***** SELECTION

It has two divisions: Water & Flowback Services and Completion Fluids & Products. In the third quarter of 2021, both had similar revenues.
Its net long-term debt of $164 million is about half of its market capitalization; it has a high beta of 3.1, and its products appear more research-focused than scalable. However, it offers water treating solutions to a sector that produces a lot of "salty" (high-mineral) flowback and produced water.
TETRA Technologies may interest speculative ESG and oilfield services investors with a risk appetite for a high-beta stock. It does not pay a dividend, so I do not recommend it to dividend-hunters.
For the third quarter of 2021, TETRA Technologies reported revenue up 30% over a year ago to $95 million. The company explains that its European industrial calcium chloride business peaks seasonally in the second quarter, and that third quarter revenue was negatively impacted by about $11 million due to Hurricane Ida and delayed international completion fluids deliveries from global logistics and shipping issues.
Net income was $2.5 million, or $0.02/share, including $6.2 million of mark-to-market gains from TETRA's equity ownership in Standard Lithium and CSI Compressco LP. In earlier quarters the company had substantial income from operations that have since been discontinued.
Adjusted EBITDA was $15.0 million. Cash from operations was $2.8 million for the quarter.

**********
***** STORED ROWS

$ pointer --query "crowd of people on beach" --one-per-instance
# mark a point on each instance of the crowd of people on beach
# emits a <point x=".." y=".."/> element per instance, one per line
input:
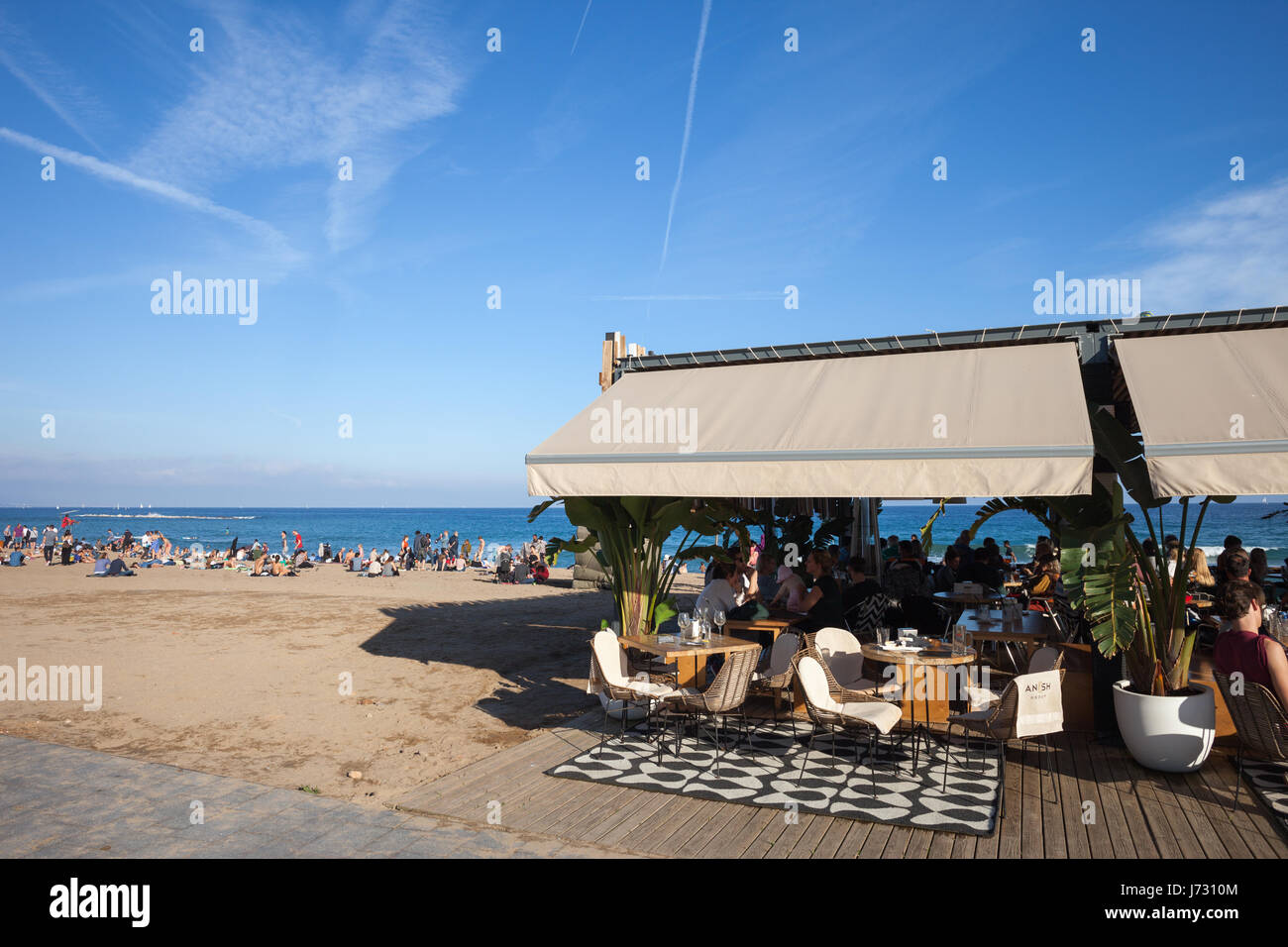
<point x="121" y="554"/>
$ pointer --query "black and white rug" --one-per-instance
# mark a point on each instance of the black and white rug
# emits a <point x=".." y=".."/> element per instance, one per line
<point x="765" y="774"/>
<point x="1270" y="783"/>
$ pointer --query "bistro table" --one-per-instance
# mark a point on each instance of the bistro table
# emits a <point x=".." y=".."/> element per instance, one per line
<point x="1034" y="630"/>
<point x="964" y="599"/>
<point x="690" y="657"/>
<point x="776" y="624"/>
<point x="925" y="669"/>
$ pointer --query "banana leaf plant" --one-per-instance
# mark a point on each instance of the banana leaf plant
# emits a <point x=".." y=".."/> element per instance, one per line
<point x="1133" y="604"/>
<point x="626" y="536"/>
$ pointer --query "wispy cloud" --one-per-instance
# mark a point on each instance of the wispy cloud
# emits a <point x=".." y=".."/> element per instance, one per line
<point x="47" y="80"/>
<point x="1222" y="254"/>
<point x="694" y="296"/>
<point x="580" y="27"/>
<point x="688" y="128"/>
<point x="273" y="239"/>
<point x="278" y="95"/>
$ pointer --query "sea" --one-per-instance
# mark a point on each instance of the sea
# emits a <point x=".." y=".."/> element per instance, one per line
<point x="218" y="526"/>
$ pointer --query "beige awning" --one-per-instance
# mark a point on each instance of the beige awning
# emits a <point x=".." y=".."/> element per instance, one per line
<point x="1212" y="408"/>
<point x="983" y="421"/>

**********

• WHAT YOU WILL DO
**1)** According to the TETRA Technologies text, what was the company's adjusted EBITDA for the third quarter of 2021?
**2)** Extend the TETRA Technologies text, picking up after its final sentence.

• EXERCISE RESULTS
**1)** $15.0 million.

**2)**
In the earnings call, CEO Brady Murphy said, "During the third quarter, we achieved a record high 55 integrated water management projects with 27 different customers out of which four were new customers."
Fourth quarter revenues are expected to be higher due to deliveries delayed until then, return to normal operations in the Gulf of Mexico, and recent awards for work offshore Brazil.
In an onshore, hydraulically fractured well, water service has several parts:
In the Permian basin, between 2-4 barrels of water are "surfaced" for every barrel of oil. And as wells mature, they produce even more water. In the Permian, this adds up to about ten million barrels per day of water. The water is both "produced" (from the formation) and "flowback"-from the water injected for hydraulic fracturing. In both cases, it has an extremely high salt and mineral content and cannot be recycled, even for reinjection in fracturing, without treatment. The cheapest means of water handling is to inject it into deep saltwater disposal wells. However, even in an area as big as the Permian, ten million barrels per day of water is an issue.
Look to recent history for a crucial water disposal problem example. Increasing numbers of earthquakes ("induced seismicity"), up to even a level 5.0 occurred in Oklahoma. Ultimately, to resolving the problem required the state implement strict limits on total and per-well volumes injected into deep saltwater disposal wells.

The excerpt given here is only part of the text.